→ **Quoted passage**
^^^^
Based on photonic stress analysis, experimental studies have been performed here to 'sense' the nature of stress distribution of particulate inclusions inside granular compacts. The study shows that, depending on whether particles are within or outside the wall influence zone, their mechanical behaviour changes. The distribution of maximum shear stress 'within' large particles is of a non-homogeneous nature, especially under high load levels and when present inside the wall influence zones - an environment that is more conducive to their breakage [1]. When they reside outside the wall influence zone, which is beyond about three times of their size from wall boundaries, they exhibit the fluid-like, dominantly hydrostatic stress state. Otherwise, they experience strongly anisotropic maximum shear stress which favours their breakage [1]. Though further studies are required, the current research is a step towards providing an elucidation of the mechanical response of particulate materials with respect to process loading conditions.
^^^^
→ **Tasks to complete**
1) In the passage on granular compacts, rewrite the paragraph beginning "Based on photonic stress analysis" as a short bulleted list that keeps its main facts.
2) For the passage on granular compacts, state whether each statement agrees with it, answering yes or no and quoting the words that decide it: (a) Particles outside the wall influence zone show a mainly hydrostatic stress state. (b) The wall influence zone reaches about five times a particle's size from wall boundaries. (c) The study presents its findings as needing no further research.
3) Translate this sentence from the passage on granular compacts into Spanish: "The study shows that, depending on whether particles are within or outside the wall influence zone, their mechanical behaviour changes."
^^^^
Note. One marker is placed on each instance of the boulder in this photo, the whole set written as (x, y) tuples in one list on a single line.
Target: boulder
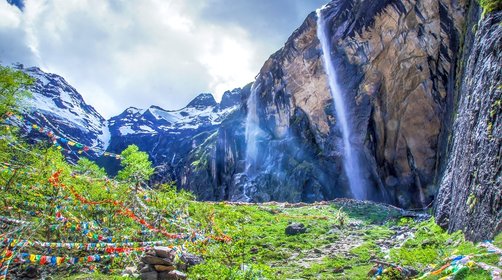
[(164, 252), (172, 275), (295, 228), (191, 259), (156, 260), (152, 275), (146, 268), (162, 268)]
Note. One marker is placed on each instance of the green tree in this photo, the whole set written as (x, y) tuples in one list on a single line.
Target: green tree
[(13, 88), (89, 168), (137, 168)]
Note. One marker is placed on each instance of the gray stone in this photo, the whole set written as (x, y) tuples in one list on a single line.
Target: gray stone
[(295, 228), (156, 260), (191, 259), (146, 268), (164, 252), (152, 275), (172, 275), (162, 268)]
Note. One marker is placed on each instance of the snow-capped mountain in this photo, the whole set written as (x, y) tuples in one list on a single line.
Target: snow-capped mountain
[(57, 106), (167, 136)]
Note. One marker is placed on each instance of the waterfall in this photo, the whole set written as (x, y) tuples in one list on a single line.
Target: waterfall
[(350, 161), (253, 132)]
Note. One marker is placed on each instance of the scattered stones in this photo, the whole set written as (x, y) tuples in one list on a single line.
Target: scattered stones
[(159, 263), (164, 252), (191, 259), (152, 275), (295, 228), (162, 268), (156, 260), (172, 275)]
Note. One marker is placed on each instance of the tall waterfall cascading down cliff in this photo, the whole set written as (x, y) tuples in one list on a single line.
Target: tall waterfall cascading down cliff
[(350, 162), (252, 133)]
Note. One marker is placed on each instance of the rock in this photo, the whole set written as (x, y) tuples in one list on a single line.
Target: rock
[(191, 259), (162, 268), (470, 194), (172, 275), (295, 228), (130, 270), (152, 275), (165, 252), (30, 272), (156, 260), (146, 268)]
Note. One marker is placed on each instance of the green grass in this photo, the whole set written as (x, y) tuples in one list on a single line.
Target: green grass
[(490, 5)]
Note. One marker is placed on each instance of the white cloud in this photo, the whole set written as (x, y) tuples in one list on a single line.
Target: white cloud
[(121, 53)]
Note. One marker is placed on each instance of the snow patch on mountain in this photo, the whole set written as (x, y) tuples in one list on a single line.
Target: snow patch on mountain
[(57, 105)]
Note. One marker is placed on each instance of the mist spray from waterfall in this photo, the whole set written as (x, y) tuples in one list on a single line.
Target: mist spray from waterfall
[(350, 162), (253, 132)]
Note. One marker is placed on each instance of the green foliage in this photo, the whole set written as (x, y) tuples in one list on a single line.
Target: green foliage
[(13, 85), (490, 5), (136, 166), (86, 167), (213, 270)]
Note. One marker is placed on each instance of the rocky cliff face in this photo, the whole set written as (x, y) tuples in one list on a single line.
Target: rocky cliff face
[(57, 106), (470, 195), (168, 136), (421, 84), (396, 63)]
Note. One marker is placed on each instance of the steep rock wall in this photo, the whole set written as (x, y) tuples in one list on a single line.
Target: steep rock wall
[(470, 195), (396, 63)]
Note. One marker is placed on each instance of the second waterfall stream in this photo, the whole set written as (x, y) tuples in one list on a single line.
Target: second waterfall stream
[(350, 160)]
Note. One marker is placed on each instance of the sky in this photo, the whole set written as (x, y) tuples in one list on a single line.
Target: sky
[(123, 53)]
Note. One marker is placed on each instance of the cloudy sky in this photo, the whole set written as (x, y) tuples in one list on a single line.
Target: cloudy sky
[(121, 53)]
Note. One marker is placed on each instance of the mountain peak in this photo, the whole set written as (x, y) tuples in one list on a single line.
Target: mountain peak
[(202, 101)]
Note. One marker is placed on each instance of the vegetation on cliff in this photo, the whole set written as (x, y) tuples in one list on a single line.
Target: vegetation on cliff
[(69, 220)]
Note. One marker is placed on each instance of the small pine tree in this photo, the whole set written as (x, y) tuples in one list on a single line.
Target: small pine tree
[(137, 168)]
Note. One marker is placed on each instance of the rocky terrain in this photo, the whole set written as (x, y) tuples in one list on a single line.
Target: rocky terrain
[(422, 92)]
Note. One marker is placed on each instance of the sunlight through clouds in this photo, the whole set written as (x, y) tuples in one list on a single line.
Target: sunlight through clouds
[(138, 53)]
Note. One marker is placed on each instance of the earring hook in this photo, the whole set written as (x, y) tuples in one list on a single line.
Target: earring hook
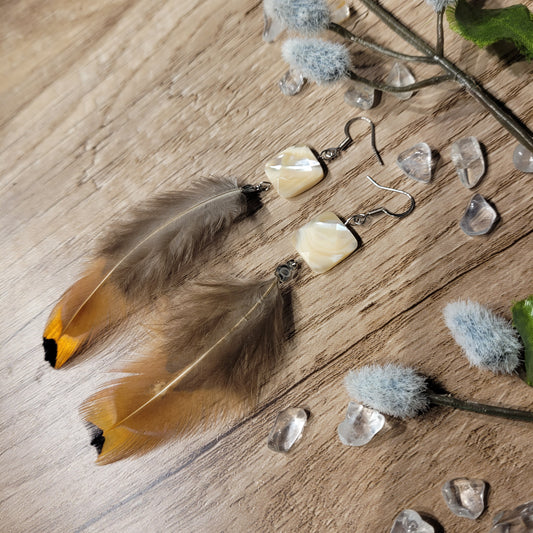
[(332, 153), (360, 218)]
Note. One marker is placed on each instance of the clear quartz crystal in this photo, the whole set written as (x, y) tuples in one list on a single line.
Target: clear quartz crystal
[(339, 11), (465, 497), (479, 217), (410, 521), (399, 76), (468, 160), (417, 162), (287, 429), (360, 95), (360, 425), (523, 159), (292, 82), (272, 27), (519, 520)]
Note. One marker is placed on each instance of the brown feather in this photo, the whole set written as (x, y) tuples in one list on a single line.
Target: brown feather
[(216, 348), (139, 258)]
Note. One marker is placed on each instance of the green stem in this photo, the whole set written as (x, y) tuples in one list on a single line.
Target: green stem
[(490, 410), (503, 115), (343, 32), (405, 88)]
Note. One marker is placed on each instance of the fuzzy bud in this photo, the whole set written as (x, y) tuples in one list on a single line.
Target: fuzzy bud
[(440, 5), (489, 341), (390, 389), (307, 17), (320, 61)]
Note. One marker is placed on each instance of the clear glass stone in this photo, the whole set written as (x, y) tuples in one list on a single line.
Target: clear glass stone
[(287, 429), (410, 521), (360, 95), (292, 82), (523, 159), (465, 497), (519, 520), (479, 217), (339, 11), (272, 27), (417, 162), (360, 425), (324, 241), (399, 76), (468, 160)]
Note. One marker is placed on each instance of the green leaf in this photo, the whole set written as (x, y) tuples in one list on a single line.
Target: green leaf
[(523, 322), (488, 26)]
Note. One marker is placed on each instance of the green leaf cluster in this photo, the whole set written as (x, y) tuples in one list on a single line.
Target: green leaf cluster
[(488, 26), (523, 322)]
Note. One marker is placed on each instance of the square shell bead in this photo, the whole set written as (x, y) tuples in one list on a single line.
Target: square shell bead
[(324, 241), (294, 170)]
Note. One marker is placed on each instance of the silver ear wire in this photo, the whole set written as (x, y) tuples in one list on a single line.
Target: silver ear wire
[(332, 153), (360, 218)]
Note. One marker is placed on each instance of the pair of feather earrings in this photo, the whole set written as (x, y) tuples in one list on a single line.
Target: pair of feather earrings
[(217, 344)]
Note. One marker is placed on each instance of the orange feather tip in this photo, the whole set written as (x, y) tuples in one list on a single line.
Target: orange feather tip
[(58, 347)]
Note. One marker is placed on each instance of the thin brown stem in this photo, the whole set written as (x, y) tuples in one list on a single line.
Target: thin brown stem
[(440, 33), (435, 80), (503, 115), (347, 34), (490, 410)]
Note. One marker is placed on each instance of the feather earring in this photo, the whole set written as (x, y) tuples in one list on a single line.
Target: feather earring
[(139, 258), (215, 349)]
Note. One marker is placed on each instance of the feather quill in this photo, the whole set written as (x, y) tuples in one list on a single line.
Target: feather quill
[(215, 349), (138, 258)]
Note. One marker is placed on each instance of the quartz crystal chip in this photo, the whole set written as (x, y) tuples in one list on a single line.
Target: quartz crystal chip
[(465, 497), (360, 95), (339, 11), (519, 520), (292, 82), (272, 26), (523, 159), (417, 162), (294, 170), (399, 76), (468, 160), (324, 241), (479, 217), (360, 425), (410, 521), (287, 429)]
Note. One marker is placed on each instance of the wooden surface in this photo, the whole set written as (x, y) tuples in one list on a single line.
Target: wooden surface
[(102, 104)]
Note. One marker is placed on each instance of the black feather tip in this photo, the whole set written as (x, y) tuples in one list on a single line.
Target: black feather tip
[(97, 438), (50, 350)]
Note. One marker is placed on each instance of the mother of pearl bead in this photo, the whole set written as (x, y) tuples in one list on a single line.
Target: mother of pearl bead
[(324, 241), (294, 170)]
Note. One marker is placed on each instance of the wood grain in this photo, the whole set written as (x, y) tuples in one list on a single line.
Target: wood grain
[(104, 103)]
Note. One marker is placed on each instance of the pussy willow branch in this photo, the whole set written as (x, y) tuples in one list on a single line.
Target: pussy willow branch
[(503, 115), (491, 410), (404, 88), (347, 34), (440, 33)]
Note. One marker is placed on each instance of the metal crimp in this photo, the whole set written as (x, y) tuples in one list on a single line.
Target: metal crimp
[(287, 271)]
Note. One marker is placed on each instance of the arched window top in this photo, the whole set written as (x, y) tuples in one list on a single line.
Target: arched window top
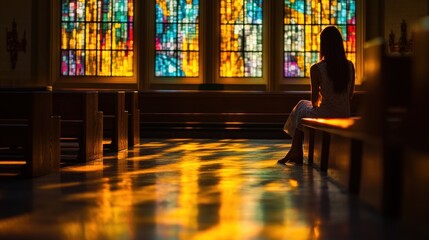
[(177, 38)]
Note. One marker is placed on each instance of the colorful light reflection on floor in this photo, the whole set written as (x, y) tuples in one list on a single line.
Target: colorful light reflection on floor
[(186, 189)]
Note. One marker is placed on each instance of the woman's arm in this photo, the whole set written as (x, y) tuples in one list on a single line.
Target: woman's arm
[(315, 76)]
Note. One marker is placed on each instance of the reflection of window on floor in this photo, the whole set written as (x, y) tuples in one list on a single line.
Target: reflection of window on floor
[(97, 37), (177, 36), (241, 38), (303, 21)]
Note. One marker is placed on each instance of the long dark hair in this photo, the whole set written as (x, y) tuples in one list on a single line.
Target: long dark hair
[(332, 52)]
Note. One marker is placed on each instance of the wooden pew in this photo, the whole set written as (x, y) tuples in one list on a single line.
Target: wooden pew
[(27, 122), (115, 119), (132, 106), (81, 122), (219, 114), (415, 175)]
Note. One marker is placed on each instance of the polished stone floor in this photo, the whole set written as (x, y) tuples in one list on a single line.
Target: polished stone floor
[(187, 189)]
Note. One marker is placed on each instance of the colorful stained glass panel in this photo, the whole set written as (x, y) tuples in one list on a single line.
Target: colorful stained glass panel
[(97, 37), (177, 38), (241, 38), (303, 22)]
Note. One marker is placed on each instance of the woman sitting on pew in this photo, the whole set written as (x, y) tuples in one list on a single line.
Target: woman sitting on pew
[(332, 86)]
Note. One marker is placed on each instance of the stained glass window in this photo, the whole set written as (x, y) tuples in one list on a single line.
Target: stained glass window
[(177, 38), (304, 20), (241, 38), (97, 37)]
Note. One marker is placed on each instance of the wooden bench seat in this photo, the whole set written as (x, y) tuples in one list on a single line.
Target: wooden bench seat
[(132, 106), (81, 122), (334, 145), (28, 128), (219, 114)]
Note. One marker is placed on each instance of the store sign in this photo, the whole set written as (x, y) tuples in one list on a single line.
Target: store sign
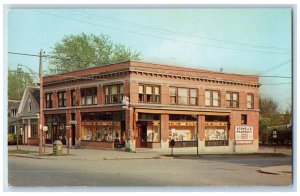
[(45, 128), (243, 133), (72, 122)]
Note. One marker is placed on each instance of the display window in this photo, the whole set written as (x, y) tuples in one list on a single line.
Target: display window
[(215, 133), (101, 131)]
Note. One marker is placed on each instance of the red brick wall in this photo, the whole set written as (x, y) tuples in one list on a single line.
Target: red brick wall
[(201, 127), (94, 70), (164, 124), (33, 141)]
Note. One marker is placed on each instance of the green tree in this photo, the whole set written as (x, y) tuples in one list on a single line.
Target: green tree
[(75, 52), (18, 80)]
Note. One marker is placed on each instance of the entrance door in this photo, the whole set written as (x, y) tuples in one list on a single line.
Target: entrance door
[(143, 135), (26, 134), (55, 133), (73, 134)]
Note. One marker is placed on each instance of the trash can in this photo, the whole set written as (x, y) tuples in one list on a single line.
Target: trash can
^^^^
→ **Set of answers**
1)
- Experimental studies used photonic stress analysis to sense how stress is distributed in particulate inclusions inside granular compacts.
- The mechanical behavior of particles changes depending on whether they lie within or outside the wall influence zone.
- Inside that zone, especially under high loads, the maximum shear stress within large particles is non-homogeneous and strongly anisotropic, which favors their breakage.
- Outside the zone, beyond about three times their size from wall boundaries, particles show a fluid-like, dominantly hydrostatic stress state.
- Further studies are required, but the research is a step toward explaining how particulate materials respond to process loading conditions.

2)
(a) Yes: "they exhibit the fluid-like, dominantly hydrostatic stress state."
(b) No: "beyond about three times of their size from wall boundaries."
(c) No: "Though further studies are required."

3) El estudio muestra que, según las partículas se encuentren dentro o fuera de la zona de influencia de la pared, su comportamiento mecánico cambia.